**The problem**
From the material below, extract each line containing the string "balcony" and copy those lines unchanged.

**Dataset records**
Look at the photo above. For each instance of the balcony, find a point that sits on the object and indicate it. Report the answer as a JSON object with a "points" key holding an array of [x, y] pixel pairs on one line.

...

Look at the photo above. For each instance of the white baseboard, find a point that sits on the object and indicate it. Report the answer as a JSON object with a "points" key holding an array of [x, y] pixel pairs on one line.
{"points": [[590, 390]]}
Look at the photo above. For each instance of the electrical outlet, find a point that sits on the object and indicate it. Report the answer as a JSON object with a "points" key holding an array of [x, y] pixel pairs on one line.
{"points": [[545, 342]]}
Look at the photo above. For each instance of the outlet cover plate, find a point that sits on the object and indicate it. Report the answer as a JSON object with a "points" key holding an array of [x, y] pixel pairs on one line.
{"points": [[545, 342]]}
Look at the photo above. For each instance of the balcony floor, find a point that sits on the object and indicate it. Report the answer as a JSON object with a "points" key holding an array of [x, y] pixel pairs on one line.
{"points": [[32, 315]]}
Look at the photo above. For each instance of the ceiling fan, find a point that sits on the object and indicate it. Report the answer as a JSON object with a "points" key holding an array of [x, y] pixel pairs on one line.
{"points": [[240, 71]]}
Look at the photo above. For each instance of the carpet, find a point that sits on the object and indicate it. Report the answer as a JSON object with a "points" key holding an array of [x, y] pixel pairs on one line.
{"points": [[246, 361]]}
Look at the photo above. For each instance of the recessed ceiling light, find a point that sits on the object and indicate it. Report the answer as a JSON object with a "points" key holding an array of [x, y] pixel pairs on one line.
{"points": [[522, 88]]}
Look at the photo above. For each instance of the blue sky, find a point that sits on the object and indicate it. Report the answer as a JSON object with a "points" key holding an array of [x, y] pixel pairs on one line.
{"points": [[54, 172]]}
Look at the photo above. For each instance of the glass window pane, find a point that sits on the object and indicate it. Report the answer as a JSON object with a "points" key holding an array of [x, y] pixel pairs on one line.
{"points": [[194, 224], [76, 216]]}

**Result of the exercise**
Look at the photo above. For each instance of the balcony, find a point that sits on the object and indicate it. Report the answer as a JSON object with a "points" key holding an array of [x, y] pixel pairs on one line.
Look at the photo above. For each instance of the balcony floor, find a point that sits on the object and indicate it. Report the answer as a JSON object with a "points" key holding an array of [x, y] pixel pairs on one line.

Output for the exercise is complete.